Exercice A >> Réécrivez le passage du texte sur la quête spirituelle allant de « Le Chercheur spirituel » jusqu’à « un Vrai Chercheur. » inclus, en remplaçant « Chercheur spirituel » par « Chercheur intérieur ».
Exercice B >> Recopiez à l’identique les lignes du listing, de la ligne contenant « landing gear wheel. » jusqu’à la ligne contenant « (1107, 528) » incluse, et uniquement celles-ci.

Texte du document >>

# # # # #

La plupart des gens vont répondre qu’ils cherchent à être mieux, à être plus calmes, à moins s’énerver après leurs enfants, à avoir une vie paisible et heureuse.
Ceci n’est ni bien, ni mal mais c’est la réalité de beaucoup de gens. Dans ce cas il faut les orienter vers la multitude de possibilités qu’il y a à l’heure actuelle concernant le « développement personnel »
Les besoins de purification, les thérapies de toutes sortes ne concernent que l’individu et permettent d’améliorer son fonctionnement .
Le Chercheur spirituel tel que la plupart des gens le conçoivent, c’est à dire ayant pour but l’amélioration de l’individu, n’a absolument rien à voir avec ce que je considère comme un Vrai Chercheur.
Il ne s’agit en aucun cas de nier ou de déprécier cette démarche mais elle ne concerne pas le véritable Chercheur qui n’a qu’un but en tête.

# # # # #

Extraits du listing >>
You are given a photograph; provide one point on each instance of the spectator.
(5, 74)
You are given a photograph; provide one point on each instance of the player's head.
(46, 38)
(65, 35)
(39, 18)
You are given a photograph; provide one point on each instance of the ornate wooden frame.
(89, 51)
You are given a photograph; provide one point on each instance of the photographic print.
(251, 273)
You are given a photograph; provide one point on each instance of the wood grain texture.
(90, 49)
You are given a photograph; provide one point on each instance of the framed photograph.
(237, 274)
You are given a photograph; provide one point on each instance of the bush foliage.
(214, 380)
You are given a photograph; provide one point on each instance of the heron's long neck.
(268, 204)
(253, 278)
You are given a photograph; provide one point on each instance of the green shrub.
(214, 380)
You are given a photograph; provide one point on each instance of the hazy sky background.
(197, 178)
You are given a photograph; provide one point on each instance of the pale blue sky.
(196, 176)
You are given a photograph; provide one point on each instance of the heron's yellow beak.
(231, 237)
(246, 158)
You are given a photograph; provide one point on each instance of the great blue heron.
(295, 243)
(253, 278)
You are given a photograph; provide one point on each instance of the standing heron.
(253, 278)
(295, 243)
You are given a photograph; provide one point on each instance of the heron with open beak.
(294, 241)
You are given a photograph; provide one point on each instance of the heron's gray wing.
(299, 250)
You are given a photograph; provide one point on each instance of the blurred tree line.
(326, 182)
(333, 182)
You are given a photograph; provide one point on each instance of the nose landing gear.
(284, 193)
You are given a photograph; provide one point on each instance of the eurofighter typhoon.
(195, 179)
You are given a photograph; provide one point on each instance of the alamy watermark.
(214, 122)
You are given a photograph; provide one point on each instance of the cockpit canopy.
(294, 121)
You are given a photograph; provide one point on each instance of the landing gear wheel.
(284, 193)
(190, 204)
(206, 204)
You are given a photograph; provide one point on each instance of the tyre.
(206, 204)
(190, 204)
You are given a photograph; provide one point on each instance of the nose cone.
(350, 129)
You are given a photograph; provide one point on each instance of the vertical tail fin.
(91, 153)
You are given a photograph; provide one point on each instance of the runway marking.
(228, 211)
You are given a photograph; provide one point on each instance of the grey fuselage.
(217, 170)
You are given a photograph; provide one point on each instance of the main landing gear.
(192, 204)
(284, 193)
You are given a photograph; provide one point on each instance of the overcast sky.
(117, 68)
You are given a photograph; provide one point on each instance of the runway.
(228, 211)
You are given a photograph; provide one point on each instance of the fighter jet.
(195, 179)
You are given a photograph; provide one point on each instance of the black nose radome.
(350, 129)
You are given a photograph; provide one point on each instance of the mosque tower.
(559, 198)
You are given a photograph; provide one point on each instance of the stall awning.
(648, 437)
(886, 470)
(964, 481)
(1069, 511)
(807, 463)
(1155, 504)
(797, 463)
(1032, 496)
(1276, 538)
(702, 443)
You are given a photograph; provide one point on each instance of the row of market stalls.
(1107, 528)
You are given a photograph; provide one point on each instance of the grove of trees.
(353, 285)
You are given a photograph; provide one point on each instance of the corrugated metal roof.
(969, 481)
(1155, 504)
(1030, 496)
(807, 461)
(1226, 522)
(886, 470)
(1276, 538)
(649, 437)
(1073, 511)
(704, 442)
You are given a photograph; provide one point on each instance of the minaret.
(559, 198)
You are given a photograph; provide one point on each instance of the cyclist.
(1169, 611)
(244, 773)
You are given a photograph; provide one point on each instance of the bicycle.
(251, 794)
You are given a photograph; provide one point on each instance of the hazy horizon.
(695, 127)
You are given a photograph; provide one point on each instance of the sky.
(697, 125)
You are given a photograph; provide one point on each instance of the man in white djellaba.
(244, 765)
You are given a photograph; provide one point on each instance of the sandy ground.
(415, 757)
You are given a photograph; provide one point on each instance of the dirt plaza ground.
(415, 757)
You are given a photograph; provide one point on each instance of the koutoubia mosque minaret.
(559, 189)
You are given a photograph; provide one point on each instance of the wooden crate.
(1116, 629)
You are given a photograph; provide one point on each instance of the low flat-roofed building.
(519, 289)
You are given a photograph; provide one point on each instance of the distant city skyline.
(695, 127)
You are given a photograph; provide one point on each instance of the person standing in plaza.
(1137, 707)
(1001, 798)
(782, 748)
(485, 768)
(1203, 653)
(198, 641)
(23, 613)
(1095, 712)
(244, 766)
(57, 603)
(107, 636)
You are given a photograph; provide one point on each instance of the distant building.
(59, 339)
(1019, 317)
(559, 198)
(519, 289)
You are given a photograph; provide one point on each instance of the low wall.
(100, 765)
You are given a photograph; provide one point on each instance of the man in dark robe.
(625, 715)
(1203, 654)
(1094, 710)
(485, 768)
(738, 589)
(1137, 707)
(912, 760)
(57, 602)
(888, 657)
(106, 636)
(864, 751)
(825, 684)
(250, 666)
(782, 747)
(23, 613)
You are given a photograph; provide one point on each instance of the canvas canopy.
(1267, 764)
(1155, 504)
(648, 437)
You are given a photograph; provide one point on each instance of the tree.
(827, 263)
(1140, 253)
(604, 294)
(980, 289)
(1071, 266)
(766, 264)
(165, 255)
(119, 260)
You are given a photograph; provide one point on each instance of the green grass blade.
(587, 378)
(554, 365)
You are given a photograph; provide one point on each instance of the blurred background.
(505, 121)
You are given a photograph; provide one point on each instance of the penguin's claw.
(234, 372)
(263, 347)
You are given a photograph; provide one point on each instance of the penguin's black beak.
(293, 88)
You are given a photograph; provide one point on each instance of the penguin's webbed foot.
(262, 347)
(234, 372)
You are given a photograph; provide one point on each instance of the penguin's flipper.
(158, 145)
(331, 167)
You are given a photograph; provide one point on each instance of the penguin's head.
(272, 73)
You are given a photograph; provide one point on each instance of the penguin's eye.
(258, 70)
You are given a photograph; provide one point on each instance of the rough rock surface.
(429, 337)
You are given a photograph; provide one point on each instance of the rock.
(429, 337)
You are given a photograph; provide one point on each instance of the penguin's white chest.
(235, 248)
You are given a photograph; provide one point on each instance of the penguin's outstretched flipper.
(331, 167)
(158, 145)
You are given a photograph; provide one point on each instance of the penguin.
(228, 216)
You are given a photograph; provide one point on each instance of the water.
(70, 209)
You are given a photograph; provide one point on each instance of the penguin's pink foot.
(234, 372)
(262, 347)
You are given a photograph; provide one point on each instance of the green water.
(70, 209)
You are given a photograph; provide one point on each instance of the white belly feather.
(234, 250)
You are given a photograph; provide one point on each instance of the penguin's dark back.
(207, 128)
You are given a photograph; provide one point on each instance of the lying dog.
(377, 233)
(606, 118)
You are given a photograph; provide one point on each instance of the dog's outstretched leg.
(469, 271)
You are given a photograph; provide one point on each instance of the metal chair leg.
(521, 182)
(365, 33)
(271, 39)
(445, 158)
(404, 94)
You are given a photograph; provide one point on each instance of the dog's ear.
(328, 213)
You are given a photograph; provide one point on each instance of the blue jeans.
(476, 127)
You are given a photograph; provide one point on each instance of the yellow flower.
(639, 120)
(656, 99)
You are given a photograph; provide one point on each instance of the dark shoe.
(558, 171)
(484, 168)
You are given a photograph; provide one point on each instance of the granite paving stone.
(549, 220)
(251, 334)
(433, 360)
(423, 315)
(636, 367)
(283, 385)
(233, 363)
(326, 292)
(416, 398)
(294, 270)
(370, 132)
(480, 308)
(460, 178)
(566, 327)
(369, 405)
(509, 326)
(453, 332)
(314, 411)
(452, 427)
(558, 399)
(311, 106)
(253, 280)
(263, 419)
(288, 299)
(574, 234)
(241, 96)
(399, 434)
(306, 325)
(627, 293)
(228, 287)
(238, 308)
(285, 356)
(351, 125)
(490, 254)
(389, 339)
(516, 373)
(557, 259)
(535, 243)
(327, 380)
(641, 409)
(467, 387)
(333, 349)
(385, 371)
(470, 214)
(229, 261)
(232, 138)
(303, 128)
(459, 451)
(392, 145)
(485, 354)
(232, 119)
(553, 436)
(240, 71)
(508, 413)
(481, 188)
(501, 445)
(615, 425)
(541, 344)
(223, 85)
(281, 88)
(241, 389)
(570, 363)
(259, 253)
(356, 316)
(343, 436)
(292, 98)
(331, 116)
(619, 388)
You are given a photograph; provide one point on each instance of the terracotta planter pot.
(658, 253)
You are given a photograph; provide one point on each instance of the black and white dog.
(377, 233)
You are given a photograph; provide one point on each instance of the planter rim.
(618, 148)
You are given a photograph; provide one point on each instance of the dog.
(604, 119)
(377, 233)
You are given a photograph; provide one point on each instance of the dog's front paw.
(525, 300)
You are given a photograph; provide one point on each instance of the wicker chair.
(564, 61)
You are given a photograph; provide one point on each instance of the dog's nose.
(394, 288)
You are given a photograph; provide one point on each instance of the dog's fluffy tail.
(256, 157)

# # # # #

Réponse rédigée A >>
Le Chercheur intérieur tel que la plupart des gens le conçoivent, c’est à dire ayant pour but l’amélioration de l’individu, n’a absolument rien à voir avec ce que je considère comme un Vrai Chercheur.

Réponse rédigée B >>
You are given a photograph; provide one point on each instance of the landing gear wheel.
(284, 193)
(190, 204)
(206, 204)
You are given a photograph; provide one point on each instance of the tyre.
(206, 204)
(190, 204)
You are given a photograph; provide one point on each instance of the nose cone.
(350, 129)
You are given a photograph; provide one point on each instance of the vertical tail fin.
(91, 153)
You are given a photograph; provide one point on each instance of the runway marking.
(228, 211)
You are given a photograph; provide one point on each instance of the grey fuselage.
(217, 170)
You are given a photograph; provide one point on each instance of the main landing gear.
(192, 204)
(284, 193)
You are given a photograph; provide one point on each instance of the overcast sky.
(117, 68)
You are given a photograph; provide one point on each instance of the runway.
(228, 211)
You are given a photograph; provide one point on each instance of the fighter jet.
(195, 179)
You are given a photograph; provide one point on each instance of the black nose radome.
(350, 129)
You are given a photograph; provide one point on each instance of the mosque tower.
(559, 198)
You are given a photograph; provide one point on each instance of the stall awning.
(648, 437)
(886, 470)
(964, 481)
(1069, 511)
(807, 463)
(1155, 504)
(797, 463)
(1032, 496)
(1276, 538)
(702, 443)
You are given a photograph; provide one point on each instance of the row of market stalls.
(1107, 528)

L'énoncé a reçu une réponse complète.